## AVAILABLE DATA
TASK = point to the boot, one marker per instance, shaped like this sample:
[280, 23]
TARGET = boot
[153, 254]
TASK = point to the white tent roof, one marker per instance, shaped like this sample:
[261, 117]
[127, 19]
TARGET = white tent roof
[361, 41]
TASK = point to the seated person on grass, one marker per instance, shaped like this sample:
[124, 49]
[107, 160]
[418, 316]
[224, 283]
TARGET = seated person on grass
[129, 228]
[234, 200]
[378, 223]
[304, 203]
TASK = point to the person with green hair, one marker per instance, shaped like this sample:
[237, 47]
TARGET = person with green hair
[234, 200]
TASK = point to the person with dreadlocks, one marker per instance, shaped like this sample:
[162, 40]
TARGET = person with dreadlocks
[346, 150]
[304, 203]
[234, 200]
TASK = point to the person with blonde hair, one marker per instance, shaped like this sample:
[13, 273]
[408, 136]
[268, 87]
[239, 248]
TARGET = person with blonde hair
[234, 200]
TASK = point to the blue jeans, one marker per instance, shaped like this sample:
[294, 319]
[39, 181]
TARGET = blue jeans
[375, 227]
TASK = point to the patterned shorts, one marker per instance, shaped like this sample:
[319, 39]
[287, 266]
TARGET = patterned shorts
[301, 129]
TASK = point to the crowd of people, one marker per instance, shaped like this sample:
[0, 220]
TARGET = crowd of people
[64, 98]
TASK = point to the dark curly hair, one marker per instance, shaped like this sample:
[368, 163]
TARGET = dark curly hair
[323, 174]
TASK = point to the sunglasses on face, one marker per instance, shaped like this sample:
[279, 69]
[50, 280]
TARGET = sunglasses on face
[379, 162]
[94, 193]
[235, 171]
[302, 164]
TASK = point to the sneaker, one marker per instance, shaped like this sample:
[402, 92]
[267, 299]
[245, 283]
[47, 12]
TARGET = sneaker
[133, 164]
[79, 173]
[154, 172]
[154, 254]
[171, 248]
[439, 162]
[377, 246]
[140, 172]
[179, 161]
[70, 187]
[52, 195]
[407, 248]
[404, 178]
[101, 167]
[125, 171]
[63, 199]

## EXERCISE REQUIREMENTS
Output the data above without altering a line.

## SOLVED EXERCISE
TASK = point to the boot, one marker per instance, shaped like this sample:
[280, 23]
TARGET = boot
[153, 254]
TASK = point to the white tent roof, one marker per instance, shaped like this sample:
[261, 117]
[127, 19]
TARGET = white tent roof
[361, 41]
TASK = point to the seated person on grass, one marker per instance, shaped like this sample:
[124, 49]
[107, 160]
[418, 316]
[224, 283]
TARGET = seated person on grass
[129, 228]
[234, 200]
[378, 223]
[304, 203]
TASK = point to the person with green hair, one marker per instance, shaped like this sample:
[237, 47]
TARGET = person with green hair
[234, 200]
TASK = point to the person with dreadlocks, one marker per instance, shaped like this sample:
[162, 40]
TARGET = person with dreadlocks
[346, 150]
[304, 203]
[234, 200]
TASK = point to the person with blonde hair, one marker per instance, shaped like this sample:
[13, 273]
[408, 136]
[268, 87]
[239, 248]
TARGET = person with blonde hair
[234, 200]
TASK = point to the blue jeans, one marker per instance, shaped like this sample:
[294, 319]
[39, 181]
TARGET = blue jeans
[375, 227]
TASK = point to the patterned shorts, one marker per instance, shaped like this sample:
[319, 39]
[287, 266]
TARGET = patterned shorts
[301, 129]
TASK = point to the crowd of people, one marker per instance, shaped like this sample:
[0, 220]
TARGET = crowd of people
[64, 98]
TASK = point to the dark curly hair, one marker per instance, shaped like this sample:
[368, 163]
TARGET = dark curly hair
[323, 174]
TASK = point to the sunglasses on face, one marker per instance, shaped like this sample:
[279, 69]
[50, 280]
TARGET = sunglasses on face
[379, 162]
[94, 193]
[235, 171]
[302, 164]
TASK = point to the sneaker, one marker per instance, shaped like this sample:
[402, 92]
[267, 299]
[245, 283]
[47, 12]
TARGET = sneaker
[133, 164]
[79, 173]
[154, 172]
[154, 254]
[171, 248]
[439, 162]
[377, 246]
[140, 172]
[179, 161]
[70, 187]
[52, 195]
[407, 248]
[404, 178]
[101, 167]
[125, 171]
[63, 199]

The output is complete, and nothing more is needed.